**Problem requirements**
Copy out the lines of the records below word for word. Begin at the line that has "663, row 120." and stop after the line that has "column 674, row 73".

Data drawn from a collection:
————

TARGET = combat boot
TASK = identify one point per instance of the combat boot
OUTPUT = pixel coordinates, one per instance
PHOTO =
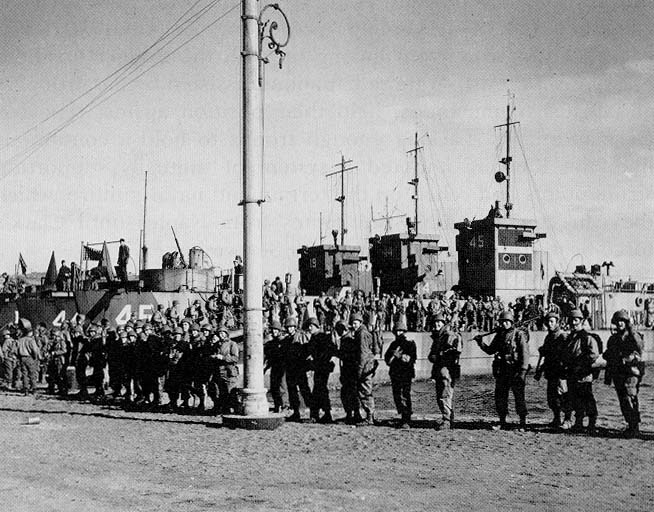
(523, 424)
(502, 425)
(295, 417)
(327, 418)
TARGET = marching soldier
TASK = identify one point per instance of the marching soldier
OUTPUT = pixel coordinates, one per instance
(348, 355)
(275, 358)
(321, 350)
(624, 367)
(444, 354)
(9, 359)
(551, 365)
(366, 367)
(401, 359)
(579, 355)
(511, 349)
(296, 369)
(222, 386)
(57, 355)
(28, 357)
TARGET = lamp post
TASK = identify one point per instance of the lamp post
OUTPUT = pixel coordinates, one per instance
(256, 31)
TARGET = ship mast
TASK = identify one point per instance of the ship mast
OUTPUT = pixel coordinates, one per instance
(341, 198)
(414, 182)
(144, 248)
(507, 159)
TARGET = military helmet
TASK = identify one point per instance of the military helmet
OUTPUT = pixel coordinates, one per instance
(576, 313)
(275, 325)
(311, 321)
(440, 318)
(25, 324)
(506, 315)
(340, 327)
(400, 326)
(620, 315)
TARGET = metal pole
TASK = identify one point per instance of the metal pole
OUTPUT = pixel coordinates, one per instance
(342, 200)
(144, 249)
(254, 393)
(508, 162)
(415, 180)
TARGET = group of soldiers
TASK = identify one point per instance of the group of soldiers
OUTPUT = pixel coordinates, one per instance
(569, 363)
(188, 354)
(139, 361)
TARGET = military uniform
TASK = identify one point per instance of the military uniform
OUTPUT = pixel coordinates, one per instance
(348, 354)
(511, 350)
(296, 371)
(579, 354)
(321, 350)
(9, 360)
(552, 368)
(57, 351)
(365, 370)
(401, 358)
(28, 357)
(444, 354)
(222, 386)
(624, 368)
(275, 358)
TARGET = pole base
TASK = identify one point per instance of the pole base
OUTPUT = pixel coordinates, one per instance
(252, 402)
(269, 421)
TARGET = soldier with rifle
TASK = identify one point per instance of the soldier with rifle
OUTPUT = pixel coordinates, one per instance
(401, 359)
(551, 366)
(444, 354)
(580, 352)
(510, 346)
(625, 368)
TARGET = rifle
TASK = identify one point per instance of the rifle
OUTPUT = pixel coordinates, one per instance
(522, 323)
(538, 372)
(179, 249)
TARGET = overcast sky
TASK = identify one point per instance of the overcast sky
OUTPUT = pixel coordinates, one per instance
(360, 79)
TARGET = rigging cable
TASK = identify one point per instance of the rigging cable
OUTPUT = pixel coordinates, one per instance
(541, 204)
(91, 105)
(124, 66)
(35, 146)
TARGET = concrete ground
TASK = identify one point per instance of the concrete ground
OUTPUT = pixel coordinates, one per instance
(86, 457)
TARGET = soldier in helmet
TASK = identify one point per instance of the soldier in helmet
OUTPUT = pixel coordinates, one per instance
(366, 366)
(274, 352)
(98, 358)
(222, 387)
(321, 351)
(551, 365)
(624, 367)
(175, 377)
(510, 346)
(444, 354)
(9, 359)
(28, 357)
(57, 354)
(297, 352)
(579, 355)
(401, 359)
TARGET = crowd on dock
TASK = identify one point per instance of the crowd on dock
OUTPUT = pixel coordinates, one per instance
(188, 355)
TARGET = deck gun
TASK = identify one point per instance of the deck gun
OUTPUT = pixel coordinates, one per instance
(179, 249)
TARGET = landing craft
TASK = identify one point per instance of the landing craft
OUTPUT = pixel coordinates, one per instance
(118, 302)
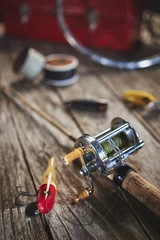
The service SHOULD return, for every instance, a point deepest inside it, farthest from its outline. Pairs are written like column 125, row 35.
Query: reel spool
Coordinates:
column 107, row 150
column 107, row 153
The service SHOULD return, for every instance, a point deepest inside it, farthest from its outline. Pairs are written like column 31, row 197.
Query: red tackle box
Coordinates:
column 113, row 24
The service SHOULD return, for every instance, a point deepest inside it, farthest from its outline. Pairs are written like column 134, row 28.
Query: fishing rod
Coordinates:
column 106, row 153
column 13, row 95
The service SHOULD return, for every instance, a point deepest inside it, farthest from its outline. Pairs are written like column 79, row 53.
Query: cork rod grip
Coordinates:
column 142, row 190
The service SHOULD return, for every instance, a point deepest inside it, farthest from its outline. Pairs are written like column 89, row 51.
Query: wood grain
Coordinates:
column 94, row 218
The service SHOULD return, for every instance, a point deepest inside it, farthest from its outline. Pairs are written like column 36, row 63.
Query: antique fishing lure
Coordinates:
column 46, row 194
column 106, row 153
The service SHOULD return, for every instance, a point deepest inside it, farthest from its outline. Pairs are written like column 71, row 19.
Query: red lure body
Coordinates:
column 46, row 198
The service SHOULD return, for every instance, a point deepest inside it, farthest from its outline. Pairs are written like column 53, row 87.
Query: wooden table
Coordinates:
column 108, row 214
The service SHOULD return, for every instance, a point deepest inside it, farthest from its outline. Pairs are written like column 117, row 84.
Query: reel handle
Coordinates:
column 138, row 187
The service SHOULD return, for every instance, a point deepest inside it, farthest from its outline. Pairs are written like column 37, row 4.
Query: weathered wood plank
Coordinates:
column 12, row 172
column 71, row 216
column 85, row 119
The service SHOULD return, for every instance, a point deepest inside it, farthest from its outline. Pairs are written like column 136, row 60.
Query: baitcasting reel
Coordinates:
column 107, row 150
column 107, row 153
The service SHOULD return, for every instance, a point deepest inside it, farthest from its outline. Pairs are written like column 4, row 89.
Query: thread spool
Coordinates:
column 29, row 62
column 60, row 70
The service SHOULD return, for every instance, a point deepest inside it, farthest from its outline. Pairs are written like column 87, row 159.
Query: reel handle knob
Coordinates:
column 138, row 187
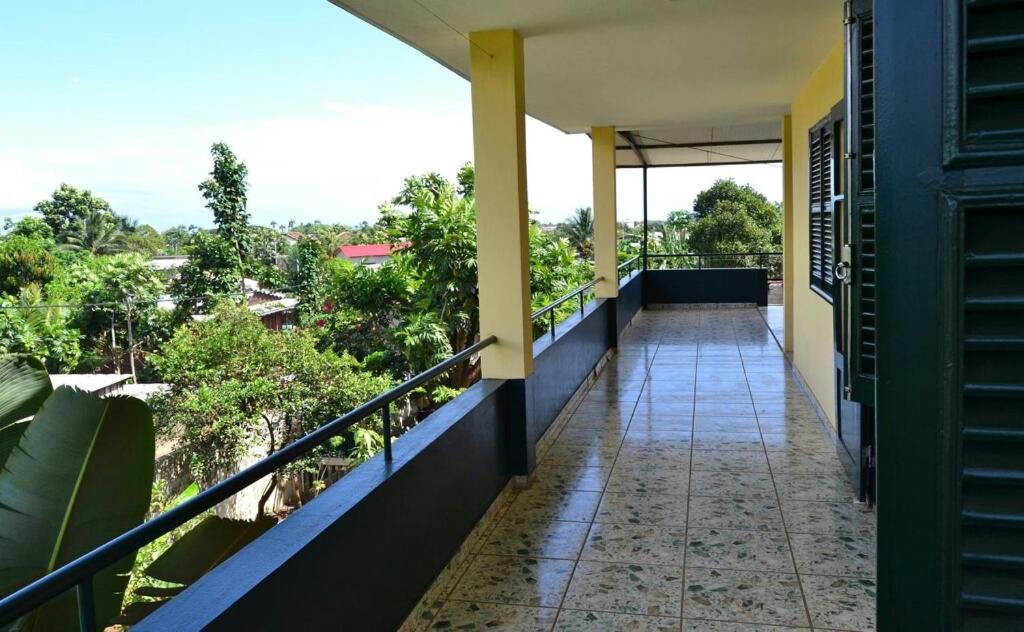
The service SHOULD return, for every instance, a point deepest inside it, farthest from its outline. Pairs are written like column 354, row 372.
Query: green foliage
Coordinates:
column 729, row 227
column 194, row 553
column 32, row 227
column 120, row 287
column 210, row 275
column 176, row 238
column 81, row 475
column 579, row 229
column 767, row 216
column 96, row 233
column 69, row 205
column 24, row 261
column 237, row 388
column 46, row 333
column 24, row 387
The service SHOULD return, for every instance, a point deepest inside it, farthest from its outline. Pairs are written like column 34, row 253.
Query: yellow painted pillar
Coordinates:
column 605, row 239
column 502, row 219
column 788, row 281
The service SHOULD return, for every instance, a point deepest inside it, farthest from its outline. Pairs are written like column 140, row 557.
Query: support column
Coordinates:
column 605, row 238
column 788, row 280
column 502, row 218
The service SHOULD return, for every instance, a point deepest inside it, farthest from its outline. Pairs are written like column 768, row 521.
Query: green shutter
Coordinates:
column 820, row 214
column 862, row 290
column 990, row 128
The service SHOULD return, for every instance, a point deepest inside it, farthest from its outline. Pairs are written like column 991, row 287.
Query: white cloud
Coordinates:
column 336, row 163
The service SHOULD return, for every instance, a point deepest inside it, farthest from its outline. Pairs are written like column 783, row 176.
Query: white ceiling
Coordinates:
column 665, row 69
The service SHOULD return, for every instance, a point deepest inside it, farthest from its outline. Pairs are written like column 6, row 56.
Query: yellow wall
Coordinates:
column 812, row 316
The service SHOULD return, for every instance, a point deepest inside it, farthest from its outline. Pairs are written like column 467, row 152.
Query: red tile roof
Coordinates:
column 371, row 250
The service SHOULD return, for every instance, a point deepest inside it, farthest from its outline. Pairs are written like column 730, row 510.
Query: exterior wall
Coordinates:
column 812, row 316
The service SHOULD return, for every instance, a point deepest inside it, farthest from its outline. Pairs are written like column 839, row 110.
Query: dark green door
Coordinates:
column 949, row 195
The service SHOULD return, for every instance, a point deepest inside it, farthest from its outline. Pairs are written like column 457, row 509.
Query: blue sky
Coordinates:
column 125, row 97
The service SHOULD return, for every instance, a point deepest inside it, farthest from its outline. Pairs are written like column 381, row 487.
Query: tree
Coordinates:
column 96, row 233
column 579, row 229
column 176, row 238
column 225, row 196
column 68, row 205
column 729, row 227
column 764, row 213
column 236, row 388
column 24, row 261
column 32, row 227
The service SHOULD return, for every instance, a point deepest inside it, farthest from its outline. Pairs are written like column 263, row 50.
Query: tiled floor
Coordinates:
column 692, row 489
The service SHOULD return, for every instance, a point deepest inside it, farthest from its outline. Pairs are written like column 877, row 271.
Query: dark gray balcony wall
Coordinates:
column 706, row 286
column 630, row 300
column 360, row 555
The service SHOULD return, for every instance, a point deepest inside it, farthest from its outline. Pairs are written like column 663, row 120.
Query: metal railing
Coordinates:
column 79, row 574
column 551, row 307
column 631, row 265
column 772, row 261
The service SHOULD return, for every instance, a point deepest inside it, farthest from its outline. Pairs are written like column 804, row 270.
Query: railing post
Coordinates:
column 86, row 605
column 386, row 419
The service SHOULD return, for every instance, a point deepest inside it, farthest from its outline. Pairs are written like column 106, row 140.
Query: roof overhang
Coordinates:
column 674, row 73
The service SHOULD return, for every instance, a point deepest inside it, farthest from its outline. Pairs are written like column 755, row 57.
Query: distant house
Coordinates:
column 370, row 254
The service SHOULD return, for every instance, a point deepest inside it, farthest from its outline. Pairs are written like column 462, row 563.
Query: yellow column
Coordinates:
column 502, row 218
column 605, row 246
column 788, row 281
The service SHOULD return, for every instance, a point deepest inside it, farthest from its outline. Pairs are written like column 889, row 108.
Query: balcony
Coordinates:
column 692, row 483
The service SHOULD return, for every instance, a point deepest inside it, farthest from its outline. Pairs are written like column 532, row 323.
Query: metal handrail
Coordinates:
column 550, row 307
column 80, row 573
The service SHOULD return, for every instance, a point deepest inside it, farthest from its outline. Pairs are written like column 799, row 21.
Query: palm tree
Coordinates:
column 96, row 233
column 579, row 230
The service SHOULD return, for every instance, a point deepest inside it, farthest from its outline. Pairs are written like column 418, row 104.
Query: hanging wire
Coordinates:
column 456, row 31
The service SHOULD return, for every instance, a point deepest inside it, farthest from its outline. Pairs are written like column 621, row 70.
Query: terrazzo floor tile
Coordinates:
column 537, row 538
column 573, row 454
column 822, row 517
column 743, row 596
column 732, row 485
column 841, row 603
column 696, row 625
column 472, row 616
column 633, row 589
column 849, row 555
column 720, row 460
column 523, row 581
column 583, row 621
column 804, row 440
column 803, row 462
column 537, row 504
column 759, row 514
column 666, row 479
column 658, row 509
column 573, row 477
column 813, row 487
column 741, row 550
column 726, row 424
column 635, row 543
column 728, row 440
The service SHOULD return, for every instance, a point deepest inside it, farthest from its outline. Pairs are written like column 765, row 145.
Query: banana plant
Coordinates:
column 24, row 386
column 81, row 474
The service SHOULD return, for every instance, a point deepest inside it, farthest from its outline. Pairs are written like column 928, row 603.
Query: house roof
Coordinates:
column 371, row 250
column 694, row 81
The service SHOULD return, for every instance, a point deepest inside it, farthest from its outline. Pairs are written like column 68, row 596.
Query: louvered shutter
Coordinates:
column 862, row 290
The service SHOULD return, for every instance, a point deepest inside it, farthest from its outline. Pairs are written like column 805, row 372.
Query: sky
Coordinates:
column 125, row 98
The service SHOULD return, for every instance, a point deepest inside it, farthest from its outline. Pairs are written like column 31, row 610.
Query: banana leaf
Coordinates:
column 206, row 545
column 81, row 475
column 24, row 387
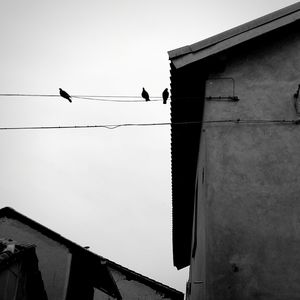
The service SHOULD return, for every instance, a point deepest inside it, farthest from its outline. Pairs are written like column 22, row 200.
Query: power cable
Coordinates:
column 107, row 98
column 114, row 126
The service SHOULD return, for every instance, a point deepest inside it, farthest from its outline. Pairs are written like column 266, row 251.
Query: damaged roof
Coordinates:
column 189, row 66
column 96, row 263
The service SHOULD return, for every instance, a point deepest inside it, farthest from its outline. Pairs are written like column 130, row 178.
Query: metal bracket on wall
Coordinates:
column 220, row 98
column 220, row 89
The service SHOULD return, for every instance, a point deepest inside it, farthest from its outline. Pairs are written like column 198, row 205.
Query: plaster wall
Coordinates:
column 130, row 289
column 252, row 180
column 53, row 258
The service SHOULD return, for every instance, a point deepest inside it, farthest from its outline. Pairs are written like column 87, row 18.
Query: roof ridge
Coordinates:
column 235, row 31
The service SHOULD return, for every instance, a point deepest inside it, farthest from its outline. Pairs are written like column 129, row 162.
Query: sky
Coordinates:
column 109, row 189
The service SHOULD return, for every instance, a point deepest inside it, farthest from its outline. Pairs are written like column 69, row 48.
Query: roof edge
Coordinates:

————

**Reply**
The service SHOULD return, for every instance, a point deepest inside it, farthest from its outline. Pairs are written like column 663, row 120.
Query: metal railing
Coordinates:
column 79, row 574
column 551, row 307
column 631, row 265
column 772, row 261
The service SHOULD return, for every instance, a point deepest inside it, farthest from its outline. Pairs are written like column 804, row 270.
Query: railing post
Coordinates:
column 86, row 605
column 386, row 419
The service SHOULD return, for every instance, a point deepest inside it, farthest from its outline. Pairs are written like column 106, row 140.
Query: roof overhang
Coordinates:
column 674, row 73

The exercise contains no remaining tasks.